• Description of the task:
Return every one of the rows below line for line, without changing anything.

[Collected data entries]
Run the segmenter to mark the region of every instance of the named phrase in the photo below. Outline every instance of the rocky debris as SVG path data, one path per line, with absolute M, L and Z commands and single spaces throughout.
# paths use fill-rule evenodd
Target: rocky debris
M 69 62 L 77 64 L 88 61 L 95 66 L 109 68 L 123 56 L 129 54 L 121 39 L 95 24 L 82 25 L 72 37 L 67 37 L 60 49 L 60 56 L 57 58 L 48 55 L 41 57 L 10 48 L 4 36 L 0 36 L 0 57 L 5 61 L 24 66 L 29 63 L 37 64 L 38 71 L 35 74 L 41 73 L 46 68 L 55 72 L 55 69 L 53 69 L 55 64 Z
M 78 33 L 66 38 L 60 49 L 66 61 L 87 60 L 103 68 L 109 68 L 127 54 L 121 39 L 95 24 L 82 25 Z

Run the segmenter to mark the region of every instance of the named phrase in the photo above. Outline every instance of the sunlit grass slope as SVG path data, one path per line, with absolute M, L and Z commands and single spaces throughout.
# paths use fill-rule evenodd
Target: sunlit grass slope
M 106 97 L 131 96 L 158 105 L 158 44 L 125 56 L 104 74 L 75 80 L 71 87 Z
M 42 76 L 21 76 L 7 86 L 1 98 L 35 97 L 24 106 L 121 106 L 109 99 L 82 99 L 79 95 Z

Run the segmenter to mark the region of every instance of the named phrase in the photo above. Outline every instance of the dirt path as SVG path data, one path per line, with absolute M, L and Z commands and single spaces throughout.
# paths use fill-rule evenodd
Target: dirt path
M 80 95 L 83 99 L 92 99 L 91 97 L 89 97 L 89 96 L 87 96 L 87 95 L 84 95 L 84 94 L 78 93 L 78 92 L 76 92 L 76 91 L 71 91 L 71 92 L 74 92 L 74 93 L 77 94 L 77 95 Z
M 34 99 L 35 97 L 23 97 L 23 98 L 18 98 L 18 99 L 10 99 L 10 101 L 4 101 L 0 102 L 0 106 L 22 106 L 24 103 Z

• Exercise answer:
Run the segmenter to mark the region of every instance of the named phrase in the photo below. Outline every instance of the rocky debris as SVG path data, one path per line, with absolute M, L and Z commands and single spaces throughout.
# paths use fill-rule evenodd
Target: rocky debris
M 69 62 L 77 64 L 88 61 L 95 66 L 109 68 L 123 56 L 129 54 L 121 39 L 95 24 L 82 25 L 72 37 L 67 37 L 60 49 L 60 56 L 57 58 L 48 55 L 41 57 L 10 48 L 4 36 L 0 36 L 0 57 L 5 61 L 24 66 L 29 63 L 37 64 L 38 71 L 35 74 L 41 73 L 46 68 L 55 72 L 55 69 L 53 69 L 55 64 Z
M 78 33 L 66 38 L 60 49 L 66 61 L 87 60 L 103 68 L 109 68 L 127 54 L 121 39 L 95 24 L 82 25 Z

Run the segmenter to mark the region of every instance of the named phrase in the photo above. Outline every instance of the sunlit grass slope as SVG path data, one path per line, with absolute M, L and Z commands and single spaces throughout.
# paths use fill-rule evenodd
Target: sunlit grass slope
M 106 97 L 131 96 L 158 105 L 158 44 L 125 56 L 104 74 L 75 80 L 71 87 Z
M 42 76 L 21 76 L 7 86 L 1 98 L 35 97 L 24 106 L 121 106 L 109 99 L 82 99 L 79 95 Z

Run the segmenter to mark the region of every instance of the named phrase in the photo above. Outline every instance of the dirt path as SVG path data, one path per line, with absolute M, L and Z commands and single spaces throughout.
# paths use fill-rule evenodd
Target: dirt path
M 80 95 L 83 99 L 92 99 L 91 97 L 89 97 L 89 96 L 87 96 L 87 95 L 84 95 L 84 94 L 78 93 L 78 92 L 76 92 L 76 91 L 71 91 L 71 92 L 74 92 L 74 93 L 77 94 L 77 95 Z
M 34 99 L 35 97 L 23 97 L 23 98 L 18 98 L 18 99 L 10 99 L 10 101 L 4 101 L 0 102 L 0 106 L 22 106 L 24 103 Z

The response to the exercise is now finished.